Recorded information START

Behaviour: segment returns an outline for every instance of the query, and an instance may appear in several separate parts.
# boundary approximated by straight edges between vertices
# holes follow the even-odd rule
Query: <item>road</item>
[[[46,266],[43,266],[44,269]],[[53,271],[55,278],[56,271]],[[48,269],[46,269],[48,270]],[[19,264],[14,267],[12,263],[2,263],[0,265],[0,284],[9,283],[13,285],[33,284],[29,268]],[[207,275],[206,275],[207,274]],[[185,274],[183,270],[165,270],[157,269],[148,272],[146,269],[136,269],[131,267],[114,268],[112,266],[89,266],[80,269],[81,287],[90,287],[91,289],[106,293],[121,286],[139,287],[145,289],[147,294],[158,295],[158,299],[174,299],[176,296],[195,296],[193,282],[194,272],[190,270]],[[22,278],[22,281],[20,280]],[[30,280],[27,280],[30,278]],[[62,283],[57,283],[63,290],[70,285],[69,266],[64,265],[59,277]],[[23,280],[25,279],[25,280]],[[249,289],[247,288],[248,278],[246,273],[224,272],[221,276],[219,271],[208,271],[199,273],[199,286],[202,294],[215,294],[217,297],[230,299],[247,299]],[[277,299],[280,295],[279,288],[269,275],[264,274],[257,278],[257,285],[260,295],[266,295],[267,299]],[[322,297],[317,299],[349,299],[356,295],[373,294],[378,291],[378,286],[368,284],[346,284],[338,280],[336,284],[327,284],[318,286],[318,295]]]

Recorded information END

* **Requirement**:
Output each record exactly, leaving nothing out.

* **Written response**:
Behaviour: segment returns an outline for every instance of the query, and an instance may appear in several separate parts.
# boundary approximated by straight edges between vertices
# holes follow the even-odd rule
Query: <item>road</item>
[[[46,266],[43,266],[44,269]],[[53,271],[55,278],[56,271]],[[48,269],[46,269],[48,270]],[[19,264],[14,267],[12,263],[2,263],[0,265],[0,284],[9,283],[13,285],[33,284],[29,268]],[[207,275],[206,275],[207,274]],[[185,274],[183,270],[165,270],[157,269],[148,272],[146,269],[136,269],[131,267],[114,268],[112,266],[89,266],[80,269],[81,287],[90,287],[91,289],[106,293],[121,286],[139,287],[145,289],[147,294],[158,295],[158,299],[174,299],[176,296],[195,296],[193,282],[194,272],[190,270]],[[22,278],[22,281],[20,280]],[[30,280],[27,280],[30,278]],[[62,283],[57,283],[63,290],[70,285],[69,266],[64,265],[59,277]],[[23,280],[25,279],[25,280]],[[249,289],[247,288],[248,278],[246,273],[224,272],[221,276],[219,271],[208,271],[199,273],[199,286],[202,294],[215,294],[217,297],[230,299],[247,299]],[[277,299],[280,295],[279,288],[269,275],[264,274],[257,278],[257,285],[260,295],[266,295],[267,299]],[[322,297],[317,299],[349,299],[356,295],[373,294],[378,291],[378,286],[368,284],[346,284],[338,280],[336,284],[327,284],[318,286],[318,295]]]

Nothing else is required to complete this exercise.